Repeat exactly, and only, the lines from the one containing "Could you spot the sandy" through the end of the records.

═══ RECORDS FOR PROCESSING ═══

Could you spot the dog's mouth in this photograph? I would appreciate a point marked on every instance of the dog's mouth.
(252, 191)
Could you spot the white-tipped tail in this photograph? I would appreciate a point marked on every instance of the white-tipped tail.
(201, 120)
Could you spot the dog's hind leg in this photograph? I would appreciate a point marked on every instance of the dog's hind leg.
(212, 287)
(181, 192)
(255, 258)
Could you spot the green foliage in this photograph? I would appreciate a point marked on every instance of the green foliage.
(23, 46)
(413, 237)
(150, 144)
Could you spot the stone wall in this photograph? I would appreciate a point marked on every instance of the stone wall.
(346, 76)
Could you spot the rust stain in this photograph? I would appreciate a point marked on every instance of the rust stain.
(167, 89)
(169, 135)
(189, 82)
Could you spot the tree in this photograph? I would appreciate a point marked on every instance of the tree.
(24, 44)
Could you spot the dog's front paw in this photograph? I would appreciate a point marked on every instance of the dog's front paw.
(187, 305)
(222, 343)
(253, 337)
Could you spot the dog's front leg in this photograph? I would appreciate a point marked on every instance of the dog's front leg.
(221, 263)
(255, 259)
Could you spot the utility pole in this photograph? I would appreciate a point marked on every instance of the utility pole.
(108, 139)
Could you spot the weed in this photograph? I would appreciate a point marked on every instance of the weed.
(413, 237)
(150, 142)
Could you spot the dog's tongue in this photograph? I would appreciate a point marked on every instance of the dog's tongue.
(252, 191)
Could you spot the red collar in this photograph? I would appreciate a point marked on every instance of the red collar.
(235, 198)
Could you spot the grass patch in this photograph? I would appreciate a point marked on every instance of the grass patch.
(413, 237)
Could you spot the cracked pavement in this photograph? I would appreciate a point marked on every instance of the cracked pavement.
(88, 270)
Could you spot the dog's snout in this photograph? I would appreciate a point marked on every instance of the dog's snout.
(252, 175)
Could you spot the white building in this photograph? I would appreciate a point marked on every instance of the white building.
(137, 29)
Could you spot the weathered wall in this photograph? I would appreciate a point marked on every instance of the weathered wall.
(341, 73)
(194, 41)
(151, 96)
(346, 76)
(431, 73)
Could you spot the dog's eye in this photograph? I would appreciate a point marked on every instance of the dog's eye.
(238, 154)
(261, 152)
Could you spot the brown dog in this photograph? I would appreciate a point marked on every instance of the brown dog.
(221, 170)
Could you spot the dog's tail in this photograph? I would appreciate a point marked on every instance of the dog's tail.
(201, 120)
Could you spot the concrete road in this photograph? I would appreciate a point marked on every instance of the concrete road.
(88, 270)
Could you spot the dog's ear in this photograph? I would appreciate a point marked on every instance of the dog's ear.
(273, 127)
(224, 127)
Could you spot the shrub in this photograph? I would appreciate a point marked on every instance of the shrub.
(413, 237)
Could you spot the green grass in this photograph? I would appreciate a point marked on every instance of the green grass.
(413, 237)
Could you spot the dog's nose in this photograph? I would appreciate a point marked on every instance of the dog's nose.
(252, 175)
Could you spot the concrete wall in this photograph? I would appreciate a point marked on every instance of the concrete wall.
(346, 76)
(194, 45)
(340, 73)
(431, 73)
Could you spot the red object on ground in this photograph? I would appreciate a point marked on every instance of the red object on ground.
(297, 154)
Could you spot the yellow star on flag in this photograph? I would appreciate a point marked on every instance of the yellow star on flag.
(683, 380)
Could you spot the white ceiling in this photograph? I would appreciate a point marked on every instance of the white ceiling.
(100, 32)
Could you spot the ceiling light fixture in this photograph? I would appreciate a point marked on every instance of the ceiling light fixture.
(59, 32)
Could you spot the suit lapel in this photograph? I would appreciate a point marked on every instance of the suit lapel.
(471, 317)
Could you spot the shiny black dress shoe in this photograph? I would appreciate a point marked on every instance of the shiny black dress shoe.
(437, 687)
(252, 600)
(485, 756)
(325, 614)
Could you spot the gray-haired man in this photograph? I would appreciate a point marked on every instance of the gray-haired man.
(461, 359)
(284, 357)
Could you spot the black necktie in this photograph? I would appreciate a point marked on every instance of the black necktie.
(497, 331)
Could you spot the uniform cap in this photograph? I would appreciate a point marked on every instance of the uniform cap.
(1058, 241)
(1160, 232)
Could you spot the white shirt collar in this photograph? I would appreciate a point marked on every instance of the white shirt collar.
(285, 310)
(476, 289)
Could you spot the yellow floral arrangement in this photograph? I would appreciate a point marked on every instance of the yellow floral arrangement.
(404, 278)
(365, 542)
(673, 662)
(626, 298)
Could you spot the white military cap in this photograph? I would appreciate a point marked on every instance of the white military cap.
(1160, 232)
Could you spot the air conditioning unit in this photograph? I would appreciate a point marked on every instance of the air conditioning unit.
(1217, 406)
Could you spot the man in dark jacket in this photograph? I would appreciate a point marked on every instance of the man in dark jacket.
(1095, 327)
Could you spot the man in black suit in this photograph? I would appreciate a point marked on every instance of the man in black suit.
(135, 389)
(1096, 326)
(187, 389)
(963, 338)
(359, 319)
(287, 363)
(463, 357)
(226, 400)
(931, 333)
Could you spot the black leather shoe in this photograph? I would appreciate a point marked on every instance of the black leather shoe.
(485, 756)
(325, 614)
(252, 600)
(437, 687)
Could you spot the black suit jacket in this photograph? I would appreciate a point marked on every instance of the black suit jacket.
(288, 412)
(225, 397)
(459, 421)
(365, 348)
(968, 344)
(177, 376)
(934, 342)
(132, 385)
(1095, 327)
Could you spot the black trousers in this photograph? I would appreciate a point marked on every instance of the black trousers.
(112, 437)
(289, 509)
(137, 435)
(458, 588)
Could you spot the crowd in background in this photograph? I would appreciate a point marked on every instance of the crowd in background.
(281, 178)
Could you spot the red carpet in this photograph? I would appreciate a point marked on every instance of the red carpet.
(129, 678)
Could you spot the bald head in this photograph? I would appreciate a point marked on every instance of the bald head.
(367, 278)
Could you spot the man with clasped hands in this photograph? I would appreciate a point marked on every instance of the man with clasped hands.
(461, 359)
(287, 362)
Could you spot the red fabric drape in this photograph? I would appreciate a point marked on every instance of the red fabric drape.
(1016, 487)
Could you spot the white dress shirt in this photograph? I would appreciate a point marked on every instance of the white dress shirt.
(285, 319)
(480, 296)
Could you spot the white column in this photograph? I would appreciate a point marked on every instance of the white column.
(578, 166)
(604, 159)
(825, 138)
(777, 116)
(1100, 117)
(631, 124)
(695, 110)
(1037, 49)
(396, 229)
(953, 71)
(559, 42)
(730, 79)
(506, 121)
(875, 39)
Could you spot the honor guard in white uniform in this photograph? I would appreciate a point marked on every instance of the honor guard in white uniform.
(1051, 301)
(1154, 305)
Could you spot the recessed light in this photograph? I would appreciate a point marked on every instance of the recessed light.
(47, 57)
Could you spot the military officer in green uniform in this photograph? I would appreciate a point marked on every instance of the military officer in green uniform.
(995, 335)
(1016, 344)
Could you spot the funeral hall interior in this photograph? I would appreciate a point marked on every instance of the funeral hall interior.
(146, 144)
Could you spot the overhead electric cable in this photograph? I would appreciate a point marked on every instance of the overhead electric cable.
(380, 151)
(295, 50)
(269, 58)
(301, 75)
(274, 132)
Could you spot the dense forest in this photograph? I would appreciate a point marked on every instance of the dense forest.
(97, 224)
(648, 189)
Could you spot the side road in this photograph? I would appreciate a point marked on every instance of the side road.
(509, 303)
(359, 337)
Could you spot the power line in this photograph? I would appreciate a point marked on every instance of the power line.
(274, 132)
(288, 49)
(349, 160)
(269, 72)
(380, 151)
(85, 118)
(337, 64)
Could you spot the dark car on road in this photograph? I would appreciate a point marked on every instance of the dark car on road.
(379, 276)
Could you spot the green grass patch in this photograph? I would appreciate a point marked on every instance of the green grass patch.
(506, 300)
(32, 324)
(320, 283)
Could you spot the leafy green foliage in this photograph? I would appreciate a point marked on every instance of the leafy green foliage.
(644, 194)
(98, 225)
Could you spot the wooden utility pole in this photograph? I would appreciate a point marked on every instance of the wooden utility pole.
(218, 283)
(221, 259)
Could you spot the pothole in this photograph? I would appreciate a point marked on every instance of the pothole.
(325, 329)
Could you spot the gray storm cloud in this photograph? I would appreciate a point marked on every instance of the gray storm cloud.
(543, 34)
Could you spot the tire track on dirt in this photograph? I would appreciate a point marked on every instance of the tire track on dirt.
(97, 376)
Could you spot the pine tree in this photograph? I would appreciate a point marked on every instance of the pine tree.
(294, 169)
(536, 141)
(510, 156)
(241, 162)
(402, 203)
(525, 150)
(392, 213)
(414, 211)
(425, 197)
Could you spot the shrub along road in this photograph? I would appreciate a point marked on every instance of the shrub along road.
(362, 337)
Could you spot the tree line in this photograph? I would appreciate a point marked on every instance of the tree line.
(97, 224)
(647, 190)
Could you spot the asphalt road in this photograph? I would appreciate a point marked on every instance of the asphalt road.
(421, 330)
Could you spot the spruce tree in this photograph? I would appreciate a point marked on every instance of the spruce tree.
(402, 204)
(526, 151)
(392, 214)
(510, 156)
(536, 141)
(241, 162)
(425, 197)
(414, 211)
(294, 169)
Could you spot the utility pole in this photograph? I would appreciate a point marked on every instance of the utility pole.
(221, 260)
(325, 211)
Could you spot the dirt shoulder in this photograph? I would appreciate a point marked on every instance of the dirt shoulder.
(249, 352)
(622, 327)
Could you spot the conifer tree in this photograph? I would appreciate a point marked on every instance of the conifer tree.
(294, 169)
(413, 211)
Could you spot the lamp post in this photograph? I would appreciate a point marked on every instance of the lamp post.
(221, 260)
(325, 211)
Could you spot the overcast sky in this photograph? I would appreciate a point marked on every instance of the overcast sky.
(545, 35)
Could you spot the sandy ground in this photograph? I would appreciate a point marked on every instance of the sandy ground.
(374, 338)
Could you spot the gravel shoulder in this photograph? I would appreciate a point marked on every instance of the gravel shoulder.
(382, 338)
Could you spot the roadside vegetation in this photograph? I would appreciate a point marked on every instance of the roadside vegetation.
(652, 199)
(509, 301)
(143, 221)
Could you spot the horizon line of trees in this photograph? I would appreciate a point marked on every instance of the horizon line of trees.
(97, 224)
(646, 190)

═══

● **OUTPUT**:
Could you spot the sandy ground in this photograph? I would appreciate a point marked on every instance of the sandy ground.
(374, 338)
Could you spot the gravel shoulder in this photograph? I would appreciate a point marked on every instance of the gravel shoulder.
(382, 338)
Could you spot the roadside vegetation in this photograph? I would appreciate a point marked on every instance of the roadside vegetation.
(652, 199)
(509, 301)
(143, 221)
Could you spot the horizon line of trees in this photograph? I would appreciate a point marked on every instance of the horizon line of trees.
(97, 224)
(646, 190)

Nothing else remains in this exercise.